▶ _Task goal_:
Pick out each line in the listing below that contains the string "mane", and copy those lines.
[Supplied records start]
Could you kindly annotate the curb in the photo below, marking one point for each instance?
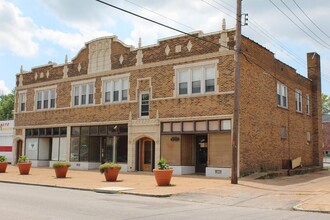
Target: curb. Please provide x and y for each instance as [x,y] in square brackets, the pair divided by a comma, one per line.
[44,185]
[298,208]
[91,190]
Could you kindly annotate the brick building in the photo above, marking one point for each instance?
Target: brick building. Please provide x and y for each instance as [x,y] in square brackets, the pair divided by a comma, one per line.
[114,102]
[326,133]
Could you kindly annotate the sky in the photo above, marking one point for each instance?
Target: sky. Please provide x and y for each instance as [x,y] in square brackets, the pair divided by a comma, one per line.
[34,32]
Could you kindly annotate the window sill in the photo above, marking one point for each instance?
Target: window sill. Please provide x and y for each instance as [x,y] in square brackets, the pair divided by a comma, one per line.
[282,107]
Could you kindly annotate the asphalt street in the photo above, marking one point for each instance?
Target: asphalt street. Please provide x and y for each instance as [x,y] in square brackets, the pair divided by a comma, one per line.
[36,202]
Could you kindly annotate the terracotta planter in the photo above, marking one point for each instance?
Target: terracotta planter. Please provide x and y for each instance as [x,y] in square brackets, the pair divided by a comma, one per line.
[24,168]
[61,171]
[163,177]
[3,167]
[111,174]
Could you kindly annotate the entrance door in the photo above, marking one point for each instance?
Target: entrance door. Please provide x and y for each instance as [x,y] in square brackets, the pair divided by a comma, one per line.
[107,149]
[146,155]
[201,153]
[19,149]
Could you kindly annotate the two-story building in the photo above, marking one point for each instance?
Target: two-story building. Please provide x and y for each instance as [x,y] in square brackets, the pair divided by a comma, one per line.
[174,99]
[326,133]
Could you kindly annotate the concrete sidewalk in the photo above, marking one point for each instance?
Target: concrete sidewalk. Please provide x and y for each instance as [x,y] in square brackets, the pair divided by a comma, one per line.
[309,192]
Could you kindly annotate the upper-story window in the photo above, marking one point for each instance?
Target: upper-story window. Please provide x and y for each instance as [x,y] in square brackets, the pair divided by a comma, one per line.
[307,105]
[115,89]
[298,97]
[83,94]
[282,95]
[45,99]
[144,104]
[22,101]
[196,78]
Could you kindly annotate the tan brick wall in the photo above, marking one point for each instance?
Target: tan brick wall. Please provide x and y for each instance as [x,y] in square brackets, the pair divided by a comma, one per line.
[261,145]
[326,135]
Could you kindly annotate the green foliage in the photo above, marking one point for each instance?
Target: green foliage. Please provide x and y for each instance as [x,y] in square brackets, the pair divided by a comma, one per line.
[325,104]
[23,159]
[111,165]
[3,158]
[61,164]
[162,165]
[7,106]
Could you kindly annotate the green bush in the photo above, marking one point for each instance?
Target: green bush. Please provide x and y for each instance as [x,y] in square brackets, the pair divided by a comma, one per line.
[23,159]
[111,165]
[3,158]
[61,164]
[162,165]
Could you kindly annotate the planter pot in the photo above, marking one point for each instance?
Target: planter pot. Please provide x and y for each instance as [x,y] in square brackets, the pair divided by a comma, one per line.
[3,167]
[61,171]
[111,174]
[163,177]
[24,168]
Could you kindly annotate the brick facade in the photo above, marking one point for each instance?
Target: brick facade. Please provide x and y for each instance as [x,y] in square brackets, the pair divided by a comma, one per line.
[152,69]
[326,133]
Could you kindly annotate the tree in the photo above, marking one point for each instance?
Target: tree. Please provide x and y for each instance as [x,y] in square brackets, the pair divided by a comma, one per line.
[325,104]
[7,106]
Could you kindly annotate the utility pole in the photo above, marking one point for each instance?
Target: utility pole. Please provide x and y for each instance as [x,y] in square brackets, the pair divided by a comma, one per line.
[234,167]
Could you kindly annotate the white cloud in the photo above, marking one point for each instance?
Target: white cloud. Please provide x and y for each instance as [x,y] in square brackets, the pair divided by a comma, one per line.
[3,88]
[16,33]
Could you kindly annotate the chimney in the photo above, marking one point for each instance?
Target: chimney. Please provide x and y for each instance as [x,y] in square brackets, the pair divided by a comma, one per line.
[314,73]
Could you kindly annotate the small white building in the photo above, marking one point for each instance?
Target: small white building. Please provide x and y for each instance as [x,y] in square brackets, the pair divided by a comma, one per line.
[6,139]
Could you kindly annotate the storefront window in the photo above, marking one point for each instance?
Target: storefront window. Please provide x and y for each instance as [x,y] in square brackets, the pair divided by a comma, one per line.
[83,150]
[74,153]
[121,146]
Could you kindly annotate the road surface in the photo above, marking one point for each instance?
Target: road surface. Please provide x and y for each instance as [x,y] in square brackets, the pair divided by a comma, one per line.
[35,202]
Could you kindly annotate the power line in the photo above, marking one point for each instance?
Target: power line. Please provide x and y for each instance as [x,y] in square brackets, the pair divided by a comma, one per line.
[219,9]
[266,35]
[161,24]
[218,45]
[163,16]
[296,24]
[311,19]
[303,23]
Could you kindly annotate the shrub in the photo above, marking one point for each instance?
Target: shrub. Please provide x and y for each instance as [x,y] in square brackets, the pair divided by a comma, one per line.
[61,164]
[23,159]
[3,158]
[111,165]
[162,165]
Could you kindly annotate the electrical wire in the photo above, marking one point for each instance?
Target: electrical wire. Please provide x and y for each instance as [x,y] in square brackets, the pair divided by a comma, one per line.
[311,19]
[218,45]
[297,24]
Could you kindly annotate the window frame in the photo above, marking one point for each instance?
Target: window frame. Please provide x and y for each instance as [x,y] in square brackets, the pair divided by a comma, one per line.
[45,98]
[281,93]
[108,90]
[194,78]
[308,105]
[140,105]
[78,92]
[22,101]
[298,101]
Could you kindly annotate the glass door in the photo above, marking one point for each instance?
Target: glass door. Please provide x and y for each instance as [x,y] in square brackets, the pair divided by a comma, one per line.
[201,153]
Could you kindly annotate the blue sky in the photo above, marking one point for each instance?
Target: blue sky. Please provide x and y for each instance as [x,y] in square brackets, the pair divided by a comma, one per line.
[34,32]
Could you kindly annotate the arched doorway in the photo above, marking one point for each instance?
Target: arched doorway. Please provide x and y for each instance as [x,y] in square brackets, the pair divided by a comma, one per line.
[19,149]
[145,154]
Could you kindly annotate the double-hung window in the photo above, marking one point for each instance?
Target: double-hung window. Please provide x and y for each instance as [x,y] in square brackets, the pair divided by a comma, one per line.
[196,78]
[115,89]
[144,104]
[282,95]
[307,105]
[83,94]
[298,96]
[45,98]
[22,101]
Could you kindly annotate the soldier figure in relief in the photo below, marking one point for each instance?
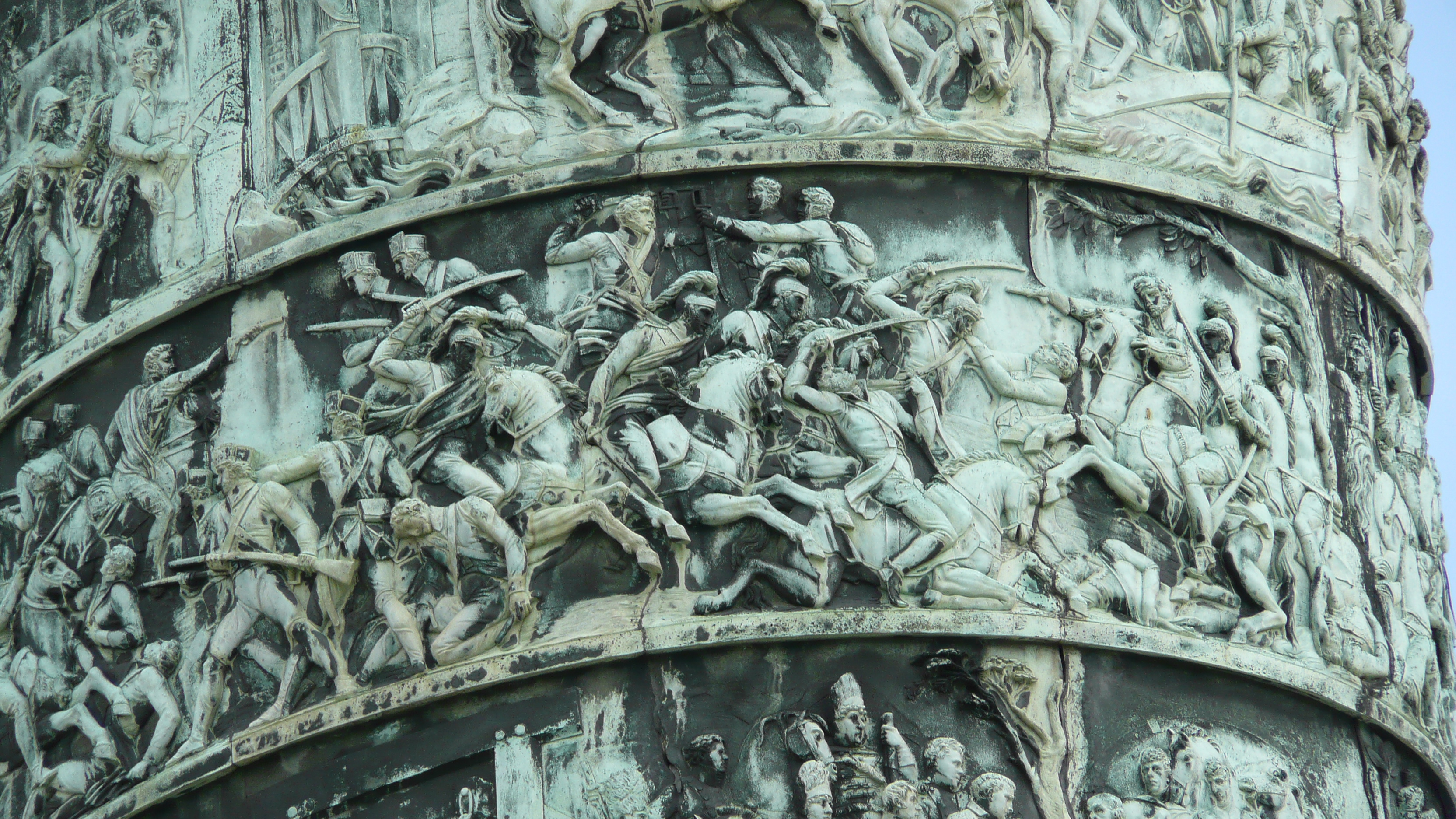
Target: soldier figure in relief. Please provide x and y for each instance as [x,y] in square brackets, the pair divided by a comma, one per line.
[140,136]
[819,793]
[139,432]
[622,264]
[363,476]
[411,256]
[858,771]
[466,538]
[252,509]
[1231,424]
[873,426]
[839,252]
[780,301]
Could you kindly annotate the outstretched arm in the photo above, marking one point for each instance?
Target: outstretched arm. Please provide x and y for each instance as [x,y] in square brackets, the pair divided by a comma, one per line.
[788,234]
[292,470]
[612,368]
[880,296]
[177,384]
[386,359]
[797,381]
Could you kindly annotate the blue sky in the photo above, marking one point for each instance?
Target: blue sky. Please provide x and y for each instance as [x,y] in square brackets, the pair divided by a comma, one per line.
[1435,70]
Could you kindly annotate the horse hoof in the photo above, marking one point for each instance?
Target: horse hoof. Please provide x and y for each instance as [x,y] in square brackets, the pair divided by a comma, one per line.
[710,604]
[273,713]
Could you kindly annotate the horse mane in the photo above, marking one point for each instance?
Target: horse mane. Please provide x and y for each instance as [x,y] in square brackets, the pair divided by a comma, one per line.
[573,396]
[701,371]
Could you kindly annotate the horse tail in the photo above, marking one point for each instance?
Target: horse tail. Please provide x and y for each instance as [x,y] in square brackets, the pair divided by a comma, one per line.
[514,31]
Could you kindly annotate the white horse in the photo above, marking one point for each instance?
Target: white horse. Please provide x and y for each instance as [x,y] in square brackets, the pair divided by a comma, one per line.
[577,27]
[988,500]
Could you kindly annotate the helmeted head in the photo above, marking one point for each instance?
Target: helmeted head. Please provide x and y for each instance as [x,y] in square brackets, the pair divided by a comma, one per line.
[32,436]
[1104,806]
[781,289]
[1216,336]
[763,194]
[816,203]
[1154,295]
[945,761]
[900,801]
[1273,365]
[1410,802]
[466,344]
[851,718]
[162,655]
[158,364]
[708,752]
[234,464]
[995,793]
[819,793]
[360,269]
[807,738]
[637,213]
[1222,784]
[695,298]
[119,563]
[346,414]
[49,113]
[408,251]
[1155,771]
[63,416]
[410,519]
[145,62]
[1057,359]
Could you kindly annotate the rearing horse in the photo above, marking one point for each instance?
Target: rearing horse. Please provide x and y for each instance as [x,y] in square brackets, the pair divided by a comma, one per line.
[577,28]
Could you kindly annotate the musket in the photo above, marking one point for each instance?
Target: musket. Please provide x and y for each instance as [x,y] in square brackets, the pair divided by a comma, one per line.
[873,327]
[1203,355]
[341,570]
[248,337]
[451,294]
[187,578]
[1234,85]
[351,324]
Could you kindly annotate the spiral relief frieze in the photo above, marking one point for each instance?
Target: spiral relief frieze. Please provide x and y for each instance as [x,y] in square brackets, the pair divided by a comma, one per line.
[696,410]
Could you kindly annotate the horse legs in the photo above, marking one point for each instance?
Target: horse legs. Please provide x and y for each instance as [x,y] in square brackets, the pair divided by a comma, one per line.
[765,41]
[912,41]
[1244,547]
[1113,19]
[1123,481]
[1057,37]
[873,27]
[717,509]
[554,524]
[560,79]
[963,588]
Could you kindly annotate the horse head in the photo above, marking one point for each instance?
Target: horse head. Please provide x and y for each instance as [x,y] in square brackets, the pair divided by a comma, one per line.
[52,579]
[1098,343]
[982,38]
[742,385]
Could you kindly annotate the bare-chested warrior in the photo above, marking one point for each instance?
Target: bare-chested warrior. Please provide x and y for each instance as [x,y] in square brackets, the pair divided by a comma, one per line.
[363,476]
[139,432]
[873,424]
[252,509]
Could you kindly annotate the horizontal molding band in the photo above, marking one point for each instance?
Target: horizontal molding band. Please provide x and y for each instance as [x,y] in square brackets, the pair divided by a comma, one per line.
[219,276]
[660,623]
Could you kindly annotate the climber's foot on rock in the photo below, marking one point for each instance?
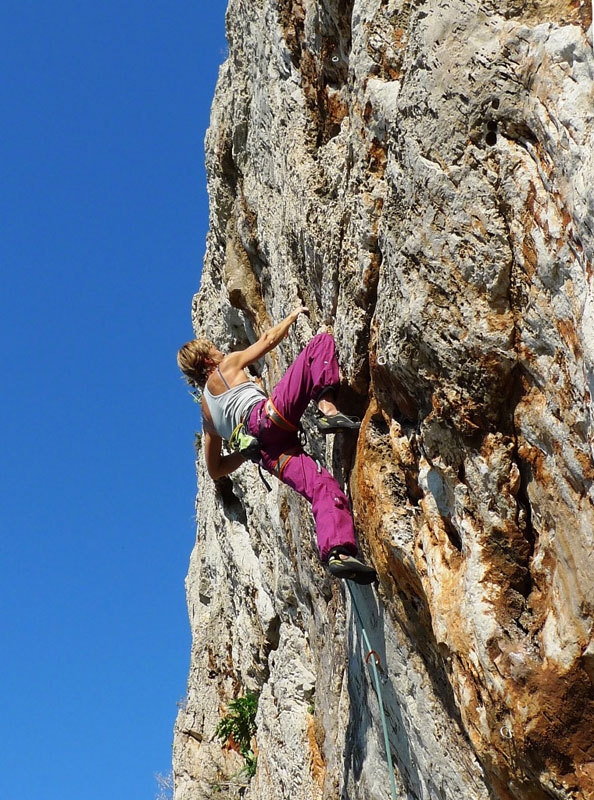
[Supplied records end]
▶ _In response_:
Could you kindly annotate the horse mane in the photo above, marking one point for each instance?
Target: horse mane. Please provide x and y for each instance as [x,y] in square brackets, the pair divided by a comma, one per line.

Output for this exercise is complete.